*What you are asked to do*: Pick out each line in the items below that contains the string "head", and copy those lines.
## start Data extract
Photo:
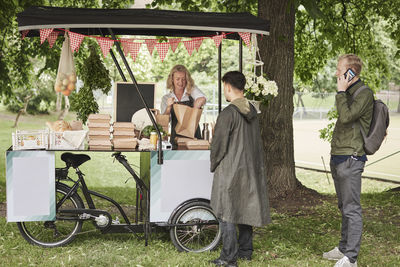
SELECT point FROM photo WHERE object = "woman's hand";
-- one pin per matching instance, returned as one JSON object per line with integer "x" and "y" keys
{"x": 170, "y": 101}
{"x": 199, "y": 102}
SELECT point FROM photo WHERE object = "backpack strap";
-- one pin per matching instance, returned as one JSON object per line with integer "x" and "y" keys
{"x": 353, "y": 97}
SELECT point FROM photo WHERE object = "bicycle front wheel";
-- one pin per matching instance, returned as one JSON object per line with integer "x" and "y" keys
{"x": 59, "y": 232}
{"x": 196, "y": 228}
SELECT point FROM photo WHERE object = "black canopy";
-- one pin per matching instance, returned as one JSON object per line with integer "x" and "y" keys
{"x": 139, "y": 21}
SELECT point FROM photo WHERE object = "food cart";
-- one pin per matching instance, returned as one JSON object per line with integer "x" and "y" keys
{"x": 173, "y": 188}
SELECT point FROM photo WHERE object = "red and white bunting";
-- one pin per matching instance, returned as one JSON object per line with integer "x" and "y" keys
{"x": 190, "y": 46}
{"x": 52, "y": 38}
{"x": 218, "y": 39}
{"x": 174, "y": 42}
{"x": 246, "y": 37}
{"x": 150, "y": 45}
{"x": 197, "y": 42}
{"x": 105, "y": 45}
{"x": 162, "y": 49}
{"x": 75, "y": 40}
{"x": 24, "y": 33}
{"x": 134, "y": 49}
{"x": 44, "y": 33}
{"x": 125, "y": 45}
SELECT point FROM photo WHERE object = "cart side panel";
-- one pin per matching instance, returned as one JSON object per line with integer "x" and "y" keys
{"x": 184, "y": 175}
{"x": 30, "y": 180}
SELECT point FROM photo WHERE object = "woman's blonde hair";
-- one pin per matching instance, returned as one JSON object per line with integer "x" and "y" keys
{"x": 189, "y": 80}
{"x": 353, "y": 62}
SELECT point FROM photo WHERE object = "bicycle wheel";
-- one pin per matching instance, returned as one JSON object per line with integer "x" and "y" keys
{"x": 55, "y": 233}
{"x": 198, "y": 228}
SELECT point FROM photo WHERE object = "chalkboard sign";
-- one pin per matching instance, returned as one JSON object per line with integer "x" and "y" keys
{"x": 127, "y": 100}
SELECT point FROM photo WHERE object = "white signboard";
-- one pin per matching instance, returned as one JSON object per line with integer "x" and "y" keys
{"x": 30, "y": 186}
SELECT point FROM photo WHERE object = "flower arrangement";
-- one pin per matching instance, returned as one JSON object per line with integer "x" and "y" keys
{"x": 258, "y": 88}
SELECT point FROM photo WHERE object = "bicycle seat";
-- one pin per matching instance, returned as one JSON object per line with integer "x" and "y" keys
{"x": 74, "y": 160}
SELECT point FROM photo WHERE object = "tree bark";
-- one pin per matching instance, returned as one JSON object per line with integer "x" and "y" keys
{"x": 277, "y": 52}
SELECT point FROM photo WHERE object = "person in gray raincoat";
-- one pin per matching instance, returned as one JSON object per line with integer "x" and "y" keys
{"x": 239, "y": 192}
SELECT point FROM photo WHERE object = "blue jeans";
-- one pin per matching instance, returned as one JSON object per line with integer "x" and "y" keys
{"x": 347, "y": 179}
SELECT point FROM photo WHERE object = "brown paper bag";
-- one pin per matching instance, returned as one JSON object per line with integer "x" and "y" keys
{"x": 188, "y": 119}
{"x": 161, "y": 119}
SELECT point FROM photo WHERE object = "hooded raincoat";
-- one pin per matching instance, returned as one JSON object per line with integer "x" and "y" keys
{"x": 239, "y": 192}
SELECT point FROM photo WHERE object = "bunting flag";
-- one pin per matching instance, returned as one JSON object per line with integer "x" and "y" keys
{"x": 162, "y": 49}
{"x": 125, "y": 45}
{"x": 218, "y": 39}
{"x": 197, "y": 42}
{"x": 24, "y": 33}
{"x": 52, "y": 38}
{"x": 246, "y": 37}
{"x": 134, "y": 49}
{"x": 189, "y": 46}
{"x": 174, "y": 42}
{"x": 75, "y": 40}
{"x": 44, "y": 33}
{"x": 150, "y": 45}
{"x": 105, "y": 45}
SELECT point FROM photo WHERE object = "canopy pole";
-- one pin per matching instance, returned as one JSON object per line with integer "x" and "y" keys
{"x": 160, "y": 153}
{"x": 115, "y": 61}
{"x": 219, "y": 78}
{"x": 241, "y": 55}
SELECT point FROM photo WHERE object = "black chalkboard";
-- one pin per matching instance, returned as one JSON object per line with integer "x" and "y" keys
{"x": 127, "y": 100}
## end Data extract
## start Data extract
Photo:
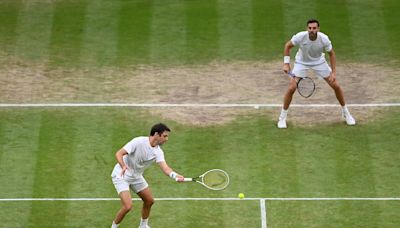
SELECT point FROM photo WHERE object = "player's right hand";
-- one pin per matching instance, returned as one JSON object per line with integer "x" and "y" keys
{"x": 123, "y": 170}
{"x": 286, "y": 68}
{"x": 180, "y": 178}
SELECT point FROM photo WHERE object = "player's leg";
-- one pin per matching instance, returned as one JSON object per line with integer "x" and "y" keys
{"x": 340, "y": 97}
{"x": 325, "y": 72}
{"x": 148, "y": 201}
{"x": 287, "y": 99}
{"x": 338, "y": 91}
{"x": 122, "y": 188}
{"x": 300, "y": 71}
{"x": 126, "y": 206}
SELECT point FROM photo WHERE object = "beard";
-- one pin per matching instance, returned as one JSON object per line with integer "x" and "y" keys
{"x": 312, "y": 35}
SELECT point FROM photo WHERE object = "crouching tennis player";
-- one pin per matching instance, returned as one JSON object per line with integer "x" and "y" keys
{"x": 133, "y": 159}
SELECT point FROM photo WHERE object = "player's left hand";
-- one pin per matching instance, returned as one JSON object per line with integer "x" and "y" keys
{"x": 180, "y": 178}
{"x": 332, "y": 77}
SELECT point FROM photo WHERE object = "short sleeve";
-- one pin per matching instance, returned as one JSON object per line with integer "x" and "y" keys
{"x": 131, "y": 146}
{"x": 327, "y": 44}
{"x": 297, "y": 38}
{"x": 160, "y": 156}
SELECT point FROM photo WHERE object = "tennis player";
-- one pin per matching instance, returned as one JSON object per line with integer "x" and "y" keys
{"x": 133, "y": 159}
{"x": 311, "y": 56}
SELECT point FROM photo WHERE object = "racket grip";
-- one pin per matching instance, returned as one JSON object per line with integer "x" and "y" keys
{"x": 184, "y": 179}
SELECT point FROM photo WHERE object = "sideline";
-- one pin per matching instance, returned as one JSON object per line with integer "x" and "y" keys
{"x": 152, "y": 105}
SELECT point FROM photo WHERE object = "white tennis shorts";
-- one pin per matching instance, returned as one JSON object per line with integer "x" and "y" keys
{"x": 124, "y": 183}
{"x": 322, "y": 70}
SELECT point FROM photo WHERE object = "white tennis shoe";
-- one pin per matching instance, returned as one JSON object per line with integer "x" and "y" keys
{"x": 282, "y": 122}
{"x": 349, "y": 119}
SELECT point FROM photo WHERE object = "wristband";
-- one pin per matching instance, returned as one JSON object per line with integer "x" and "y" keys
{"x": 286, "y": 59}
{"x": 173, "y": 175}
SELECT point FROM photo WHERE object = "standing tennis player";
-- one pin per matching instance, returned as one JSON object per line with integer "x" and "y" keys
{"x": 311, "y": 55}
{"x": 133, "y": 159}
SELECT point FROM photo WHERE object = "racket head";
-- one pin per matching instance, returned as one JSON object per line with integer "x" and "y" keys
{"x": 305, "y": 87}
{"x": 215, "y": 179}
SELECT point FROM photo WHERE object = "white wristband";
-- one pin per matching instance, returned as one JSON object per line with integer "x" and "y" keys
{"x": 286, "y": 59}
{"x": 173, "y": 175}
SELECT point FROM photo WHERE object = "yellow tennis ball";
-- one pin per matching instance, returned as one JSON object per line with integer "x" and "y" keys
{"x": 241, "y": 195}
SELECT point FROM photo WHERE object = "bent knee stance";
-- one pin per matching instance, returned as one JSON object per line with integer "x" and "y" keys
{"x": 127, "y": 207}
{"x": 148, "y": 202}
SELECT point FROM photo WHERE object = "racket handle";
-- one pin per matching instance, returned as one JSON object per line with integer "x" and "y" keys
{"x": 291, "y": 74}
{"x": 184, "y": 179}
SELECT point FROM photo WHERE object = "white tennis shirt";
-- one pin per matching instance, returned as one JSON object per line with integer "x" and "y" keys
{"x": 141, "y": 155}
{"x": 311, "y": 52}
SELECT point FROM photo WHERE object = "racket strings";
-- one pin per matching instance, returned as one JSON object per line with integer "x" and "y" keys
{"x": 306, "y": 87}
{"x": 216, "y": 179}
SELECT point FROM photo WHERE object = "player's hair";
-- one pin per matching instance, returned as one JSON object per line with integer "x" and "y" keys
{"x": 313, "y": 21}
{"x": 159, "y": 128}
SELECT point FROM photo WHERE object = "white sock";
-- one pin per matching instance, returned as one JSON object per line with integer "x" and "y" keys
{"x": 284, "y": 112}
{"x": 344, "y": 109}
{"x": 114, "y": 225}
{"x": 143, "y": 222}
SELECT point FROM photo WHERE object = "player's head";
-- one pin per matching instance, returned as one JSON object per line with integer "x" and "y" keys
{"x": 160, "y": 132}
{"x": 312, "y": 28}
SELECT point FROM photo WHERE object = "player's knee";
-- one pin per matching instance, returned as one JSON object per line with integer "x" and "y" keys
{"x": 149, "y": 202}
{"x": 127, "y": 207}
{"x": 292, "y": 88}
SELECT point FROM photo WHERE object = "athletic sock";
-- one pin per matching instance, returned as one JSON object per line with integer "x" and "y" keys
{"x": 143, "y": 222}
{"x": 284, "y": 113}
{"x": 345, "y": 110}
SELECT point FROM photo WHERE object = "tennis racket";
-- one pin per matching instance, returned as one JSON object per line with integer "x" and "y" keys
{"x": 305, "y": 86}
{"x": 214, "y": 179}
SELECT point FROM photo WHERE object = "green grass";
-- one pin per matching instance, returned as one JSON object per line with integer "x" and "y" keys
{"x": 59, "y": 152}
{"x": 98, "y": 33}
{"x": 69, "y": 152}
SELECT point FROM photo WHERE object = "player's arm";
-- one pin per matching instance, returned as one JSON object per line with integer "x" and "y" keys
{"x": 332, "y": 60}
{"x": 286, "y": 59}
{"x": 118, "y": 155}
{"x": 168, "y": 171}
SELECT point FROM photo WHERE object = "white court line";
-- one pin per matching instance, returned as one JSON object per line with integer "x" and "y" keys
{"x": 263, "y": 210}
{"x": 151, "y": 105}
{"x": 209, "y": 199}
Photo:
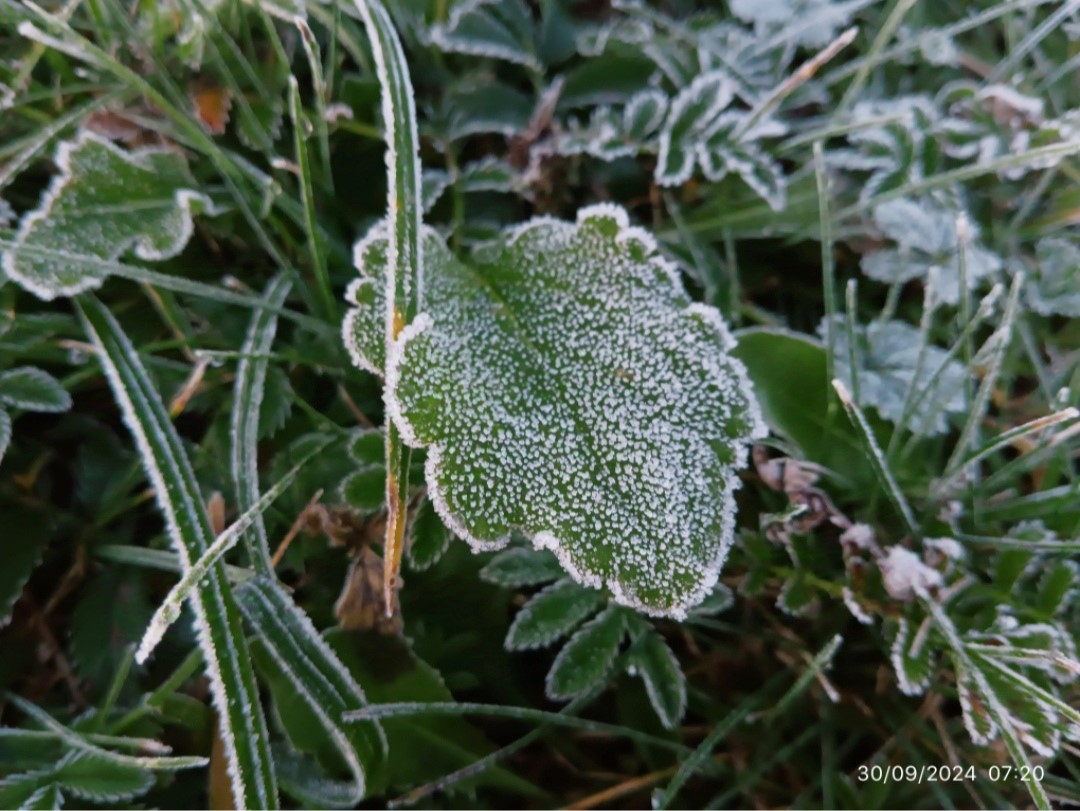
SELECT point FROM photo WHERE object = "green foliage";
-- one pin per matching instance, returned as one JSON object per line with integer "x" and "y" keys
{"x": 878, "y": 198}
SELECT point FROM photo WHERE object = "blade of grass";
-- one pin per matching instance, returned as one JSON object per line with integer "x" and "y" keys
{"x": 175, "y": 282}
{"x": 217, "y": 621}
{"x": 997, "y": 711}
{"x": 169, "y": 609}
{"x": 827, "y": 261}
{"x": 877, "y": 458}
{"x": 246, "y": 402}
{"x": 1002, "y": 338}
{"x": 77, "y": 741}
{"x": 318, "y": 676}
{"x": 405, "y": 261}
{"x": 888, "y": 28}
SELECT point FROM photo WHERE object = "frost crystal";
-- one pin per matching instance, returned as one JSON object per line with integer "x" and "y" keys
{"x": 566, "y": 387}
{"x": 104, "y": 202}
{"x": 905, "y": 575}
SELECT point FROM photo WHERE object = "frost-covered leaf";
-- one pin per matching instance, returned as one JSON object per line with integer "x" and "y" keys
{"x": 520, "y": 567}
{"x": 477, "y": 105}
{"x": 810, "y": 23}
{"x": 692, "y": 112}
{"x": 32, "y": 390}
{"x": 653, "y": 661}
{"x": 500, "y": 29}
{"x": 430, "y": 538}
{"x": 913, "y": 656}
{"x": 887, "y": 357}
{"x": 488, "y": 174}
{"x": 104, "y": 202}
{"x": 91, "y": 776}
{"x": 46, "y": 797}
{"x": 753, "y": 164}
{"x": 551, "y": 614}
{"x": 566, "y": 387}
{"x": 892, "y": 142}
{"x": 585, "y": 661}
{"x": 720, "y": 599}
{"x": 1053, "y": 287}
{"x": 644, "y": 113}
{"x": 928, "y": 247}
## end Data extract
## start Data extract
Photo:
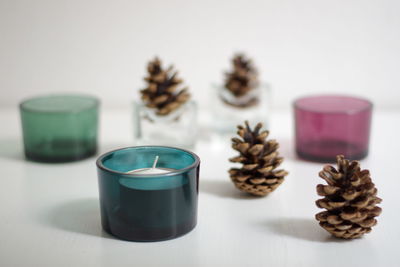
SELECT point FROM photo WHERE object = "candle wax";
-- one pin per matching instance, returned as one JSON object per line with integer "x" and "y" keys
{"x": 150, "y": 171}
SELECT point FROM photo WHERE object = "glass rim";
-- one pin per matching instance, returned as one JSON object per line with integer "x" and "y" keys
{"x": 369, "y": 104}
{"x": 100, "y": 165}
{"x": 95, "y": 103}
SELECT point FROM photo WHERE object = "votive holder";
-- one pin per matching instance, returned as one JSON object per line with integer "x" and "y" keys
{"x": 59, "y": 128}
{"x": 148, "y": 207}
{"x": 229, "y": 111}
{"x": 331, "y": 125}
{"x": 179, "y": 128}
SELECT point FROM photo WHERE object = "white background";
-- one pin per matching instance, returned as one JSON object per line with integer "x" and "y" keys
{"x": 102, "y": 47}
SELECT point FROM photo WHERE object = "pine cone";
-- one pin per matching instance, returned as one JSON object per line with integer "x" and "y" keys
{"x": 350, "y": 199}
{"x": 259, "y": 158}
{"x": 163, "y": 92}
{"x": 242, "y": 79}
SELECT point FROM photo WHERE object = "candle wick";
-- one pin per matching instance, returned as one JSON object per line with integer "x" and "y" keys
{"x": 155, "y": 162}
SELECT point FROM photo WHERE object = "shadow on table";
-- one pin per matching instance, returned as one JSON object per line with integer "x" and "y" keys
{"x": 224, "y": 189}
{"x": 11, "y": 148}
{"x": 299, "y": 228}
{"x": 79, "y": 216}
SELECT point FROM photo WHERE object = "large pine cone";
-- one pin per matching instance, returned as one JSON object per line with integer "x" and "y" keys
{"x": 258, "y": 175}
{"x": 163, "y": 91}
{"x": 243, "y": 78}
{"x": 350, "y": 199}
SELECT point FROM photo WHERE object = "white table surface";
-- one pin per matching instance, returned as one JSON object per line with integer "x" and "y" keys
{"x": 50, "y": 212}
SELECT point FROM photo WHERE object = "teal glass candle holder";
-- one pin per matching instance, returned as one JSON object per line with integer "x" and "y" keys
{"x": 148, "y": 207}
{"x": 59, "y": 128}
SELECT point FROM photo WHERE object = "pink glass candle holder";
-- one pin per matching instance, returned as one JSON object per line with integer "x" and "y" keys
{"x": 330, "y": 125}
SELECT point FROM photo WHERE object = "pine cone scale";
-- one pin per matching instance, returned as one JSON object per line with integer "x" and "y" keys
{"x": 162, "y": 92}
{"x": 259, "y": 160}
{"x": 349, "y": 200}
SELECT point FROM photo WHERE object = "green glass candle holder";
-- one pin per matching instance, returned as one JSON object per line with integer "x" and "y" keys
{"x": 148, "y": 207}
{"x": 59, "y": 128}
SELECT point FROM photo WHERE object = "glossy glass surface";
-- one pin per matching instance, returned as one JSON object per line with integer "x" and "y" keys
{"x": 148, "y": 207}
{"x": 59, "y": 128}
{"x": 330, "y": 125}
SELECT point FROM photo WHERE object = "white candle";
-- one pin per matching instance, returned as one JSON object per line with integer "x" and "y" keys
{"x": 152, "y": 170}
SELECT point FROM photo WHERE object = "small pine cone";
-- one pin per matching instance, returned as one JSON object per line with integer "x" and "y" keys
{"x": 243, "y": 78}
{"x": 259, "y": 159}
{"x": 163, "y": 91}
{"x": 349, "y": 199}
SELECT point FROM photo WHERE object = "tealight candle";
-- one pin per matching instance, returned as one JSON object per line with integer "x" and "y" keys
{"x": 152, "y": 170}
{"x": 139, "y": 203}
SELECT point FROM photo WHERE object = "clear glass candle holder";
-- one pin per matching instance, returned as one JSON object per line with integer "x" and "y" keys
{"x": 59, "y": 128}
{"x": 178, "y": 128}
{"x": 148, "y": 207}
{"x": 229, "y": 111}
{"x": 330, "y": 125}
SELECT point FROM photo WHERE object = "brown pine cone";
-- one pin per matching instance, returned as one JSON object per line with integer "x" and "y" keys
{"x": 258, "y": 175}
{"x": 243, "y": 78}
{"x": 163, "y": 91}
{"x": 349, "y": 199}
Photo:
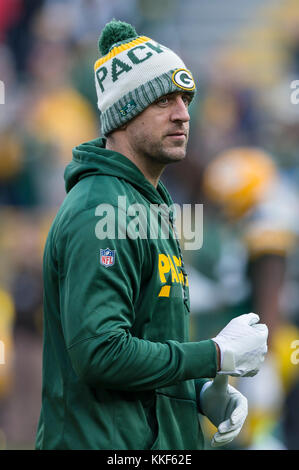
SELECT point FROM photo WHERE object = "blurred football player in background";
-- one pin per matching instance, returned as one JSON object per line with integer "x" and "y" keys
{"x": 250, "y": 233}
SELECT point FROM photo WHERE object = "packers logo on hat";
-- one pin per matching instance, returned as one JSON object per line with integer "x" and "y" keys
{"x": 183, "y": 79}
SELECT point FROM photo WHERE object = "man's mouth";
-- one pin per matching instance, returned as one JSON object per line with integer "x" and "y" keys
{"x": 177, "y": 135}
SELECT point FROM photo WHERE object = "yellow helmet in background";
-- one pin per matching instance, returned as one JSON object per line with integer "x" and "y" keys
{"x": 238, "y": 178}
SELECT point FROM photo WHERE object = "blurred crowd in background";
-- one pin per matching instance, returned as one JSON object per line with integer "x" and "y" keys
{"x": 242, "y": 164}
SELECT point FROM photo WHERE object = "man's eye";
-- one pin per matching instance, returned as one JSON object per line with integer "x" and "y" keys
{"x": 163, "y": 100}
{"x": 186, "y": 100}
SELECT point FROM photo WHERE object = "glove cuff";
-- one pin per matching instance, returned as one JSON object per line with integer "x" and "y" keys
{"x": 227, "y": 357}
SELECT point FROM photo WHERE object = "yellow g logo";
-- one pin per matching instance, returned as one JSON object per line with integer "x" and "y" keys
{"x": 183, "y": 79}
## end Data extract
*Exercise response*:
SELECT point FROM photo WHERE object = "racket head";
SELECT point FROM photo WHERE object = "player's head";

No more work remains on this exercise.